REQUIRED ACTIONS |
1: In the Garry Moore Show passage, what song does Barbra sing on the tenement balcony set?
2: Quote the Garry Moore Show passage between "The camera moved over" and "turned on by her.", inclusive.
3: Pick up the Garry Moore Show passage after its last sentence and keep writing.

PROVIDED PASSAGE |
····················
Her hair done up in a bun, Barbra rode onto the stage in a motorized cart with Robert Goulet, the star of Camelot, at the wheel. The announcer introduced them, but they seemed not to hear very well, since Barbra waved to the audience when Goulet’s name was mentioned and he waved when hers was. It was all part of a silly opening number on the May 29 episode of The Garry Moore Show, in which pairs of performers tramped across the stage in three-legged pants singing about teamwork. Barbra and Goulet were spared that indignity, though they struggled to sing along, mostly succumbing to giggles instead.

Sharing the stage was Barbra’s rival for the Fanny Brice show, Carol Burnett, who most observers figured had better odds at landing the part since she was better known and already an Emmy-winning star comedienne. Perhaps for that reason the writers of the Moore show had given them no scenes together—a pity, because their humor might have worked well in tandem. Instead, Barbra was largely on her own. Moore introduced her after delivering his pitch for the show’s sponsor, Winston cigarettes. “One of the biggest thrills for a guy who’s been around this business as long as I have is the advent of a bright new young star.” The teleprompter speech he was reading from had been prepared from materials submitted by Barbra’s publicists, and they’d made sure to indicate exactly how to say Barbra’s name. With clear, specific emphasis, Moore enunciated “Streisand” as if he’d been practicing it or if he were reading from a pronunciation guide. The mispronunciation of her name during introductions was one of Barbra’s pet peeves, and she’d insisted to her publicists that it must not happen here.

Moore went on, using the line about Wholesale that Softness had practically patented by now (“she stopped the show cold”) and then summed up with “I was delighted to learn during rehearsals this week that she is equally effective in straight numbers as she is when she’s being zany.” Moore was setting up a bit of business for later in the show, but Barbra usually seemed to find a way to have that point made in her television appearances.

The camera moved over to a set designed to look like a tenement balcony. Barbra opened the doors and came walking out, all slinky, nothing like the giggly child glimpsed in the opening act. Her hair was long and loose around her shoulders, and she wore a dark, formfitting dress with straps that crossed over her chest. She sang “When the Sun Comes Out,” never stepping from her spot as she used her arms to make a grand, sensual sweep, bouncing ever so slightly as the lyrics heated up: “And the rain stops beating on my windowpane . . .” It was a startlingly sexy performance. As the camera moved in for a close-up, Barbra looked gorgeous, full-figured and full of passion. In that moment, it was easy to understand why Elliott was so turned on by her.

Barbra was always at her sexiest and most attractive when she was feeling confident, and on the Moore show she was brimming over with belief in herself. When she finished the number and the host joined her onstage, their banter, though rehearsed, flowed easily, as if it were completely extemporaneous. “Barbra, I saw you in I Can Get It for You Wholesale,” Moore said, “and while you do have a comedy role, I also suspect that you are a very fine dramatic actress.”
····················
STORED ROWS |

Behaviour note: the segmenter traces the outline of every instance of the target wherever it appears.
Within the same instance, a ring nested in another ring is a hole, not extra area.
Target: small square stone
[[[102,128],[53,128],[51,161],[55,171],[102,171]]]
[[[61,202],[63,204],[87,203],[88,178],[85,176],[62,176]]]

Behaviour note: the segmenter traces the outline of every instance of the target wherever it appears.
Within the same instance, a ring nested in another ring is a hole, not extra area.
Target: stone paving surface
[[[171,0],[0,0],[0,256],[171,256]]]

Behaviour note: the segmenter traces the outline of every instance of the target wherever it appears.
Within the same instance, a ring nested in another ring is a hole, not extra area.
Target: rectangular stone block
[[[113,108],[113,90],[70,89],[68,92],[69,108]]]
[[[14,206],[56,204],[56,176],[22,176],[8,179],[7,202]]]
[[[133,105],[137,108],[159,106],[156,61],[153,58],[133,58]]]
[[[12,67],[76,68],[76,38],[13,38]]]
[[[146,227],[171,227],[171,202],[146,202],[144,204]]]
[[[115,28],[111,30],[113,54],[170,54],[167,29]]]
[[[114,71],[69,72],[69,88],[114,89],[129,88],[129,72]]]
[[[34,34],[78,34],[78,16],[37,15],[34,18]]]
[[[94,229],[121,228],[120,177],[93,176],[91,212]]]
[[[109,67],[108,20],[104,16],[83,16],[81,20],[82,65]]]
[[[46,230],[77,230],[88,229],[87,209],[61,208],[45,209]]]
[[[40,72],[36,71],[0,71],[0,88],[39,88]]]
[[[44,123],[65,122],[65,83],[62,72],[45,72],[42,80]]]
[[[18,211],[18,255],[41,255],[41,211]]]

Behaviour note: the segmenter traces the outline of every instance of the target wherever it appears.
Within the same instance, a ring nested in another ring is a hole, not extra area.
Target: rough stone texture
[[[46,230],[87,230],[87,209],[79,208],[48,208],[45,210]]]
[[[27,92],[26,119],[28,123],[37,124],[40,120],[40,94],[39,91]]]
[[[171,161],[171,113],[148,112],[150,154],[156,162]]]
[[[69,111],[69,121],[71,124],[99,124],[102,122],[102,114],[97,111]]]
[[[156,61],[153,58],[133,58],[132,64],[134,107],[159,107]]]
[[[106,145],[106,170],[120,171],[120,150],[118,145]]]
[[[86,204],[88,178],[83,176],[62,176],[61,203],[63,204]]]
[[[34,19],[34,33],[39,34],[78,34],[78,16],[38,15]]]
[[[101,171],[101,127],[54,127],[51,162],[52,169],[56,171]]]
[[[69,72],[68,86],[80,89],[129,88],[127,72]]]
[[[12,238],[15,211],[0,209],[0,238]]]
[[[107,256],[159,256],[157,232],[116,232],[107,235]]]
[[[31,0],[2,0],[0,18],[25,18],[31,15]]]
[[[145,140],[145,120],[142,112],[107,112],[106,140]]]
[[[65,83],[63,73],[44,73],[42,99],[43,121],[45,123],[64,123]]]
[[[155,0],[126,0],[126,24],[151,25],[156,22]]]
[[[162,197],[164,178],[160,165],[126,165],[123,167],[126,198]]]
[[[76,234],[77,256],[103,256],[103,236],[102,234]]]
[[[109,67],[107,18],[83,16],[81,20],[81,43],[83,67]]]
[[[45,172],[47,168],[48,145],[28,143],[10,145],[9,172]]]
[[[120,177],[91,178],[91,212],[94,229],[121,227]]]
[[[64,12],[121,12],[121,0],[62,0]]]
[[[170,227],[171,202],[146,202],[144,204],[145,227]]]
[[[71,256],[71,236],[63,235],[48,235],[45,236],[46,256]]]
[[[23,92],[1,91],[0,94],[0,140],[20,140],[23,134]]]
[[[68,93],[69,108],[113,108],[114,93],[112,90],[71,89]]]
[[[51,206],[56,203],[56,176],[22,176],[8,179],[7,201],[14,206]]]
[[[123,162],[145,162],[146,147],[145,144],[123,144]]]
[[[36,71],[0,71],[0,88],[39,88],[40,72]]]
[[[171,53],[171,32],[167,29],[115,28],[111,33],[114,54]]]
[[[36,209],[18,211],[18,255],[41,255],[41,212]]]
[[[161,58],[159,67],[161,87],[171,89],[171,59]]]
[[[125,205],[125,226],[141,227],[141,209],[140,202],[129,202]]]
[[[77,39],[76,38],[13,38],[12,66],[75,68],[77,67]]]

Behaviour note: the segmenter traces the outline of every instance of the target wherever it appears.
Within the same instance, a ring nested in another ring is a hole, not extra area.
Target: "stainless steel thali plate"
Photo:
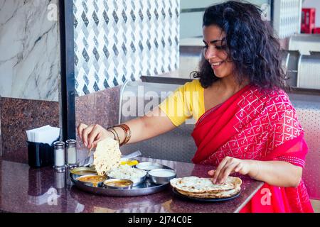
····················
IN RESPONSE |
1: "When the Sun Comes Out"

2:
The camera moved over to a set designed to look like a tenement balcony. Barbra opened the doors and came walking out, all slinky, nothing like the giggly child glimpsed in the opening act. Her hair was long and loose around her shoulders, and she wore a dark, formfitting dress with straps that crossed over her chest. She sang “When the Sun Comes Out,” never stepping from her spot as she used her arms to make a grand, sensual sweep, bouncing ever so slightly as the lyrics heated up: “And the rain stops beating on my windowpane . . .” It was a startlingly sexy performance. As the camera moved in for a close-up, Barbra looked gorgeous, full-figured and full of passion. In that moment, it was easy to understand why Elliott was so turned on by her.

3:
“Yes, you’re right, Garry,” Barbra agreed, delivering the line exactly right, disguising the arrogance with humor, placing her hand on Moore’s shoulder and hanging her head for an instant, laughing at herself as the audience laughed with her.

Moore asked if she could prove her claim of being a great actress, and Barbra replied that she had a speech prepared. “Ladies and gentlemen!” she suddenly shouted, gripping the balcony railing as if she were a South American dictator addressing her people. Laughing for a moment, she quickly recovered her mock serious tone. “I ask you . . . to stay with us!” Gesturing dramatically, her voice grew louder and more Shakespearean. “We! Shall return! Immediately! After a word from our sponsor!” Moore mimed wiping a tear from his eye as they cut to a commercial. Barbra had been absolutely endearing, confident enough to have a little fun with herself and her own ambition.

But it was in her next number that she proved transcendent. If anyone doubted that underneath her kooky, musical comedy exterior beat the heart of a woman who still wanted to play Juliet, all they had to do was watch her perform “Happy Days Are Here Again.” It was part of a regular segment on the Moore show called “That Wonderful Year,” in which the songs and events of various years were remembered. Tonight, the year was 1929. “Let’s be honest, 1929 was not a wonderful year,” Moore said, referring to the stock market crash. “On that Black Tuesday in October, there were many expensively dressed people without a penny to their name.” Cue the piano introduction to “Happy Days” as the camera switched over to the set of a darkened bar with a waiter wiping down tables. In walked Barbra, swathed in mink, diamonds dripping from her ears.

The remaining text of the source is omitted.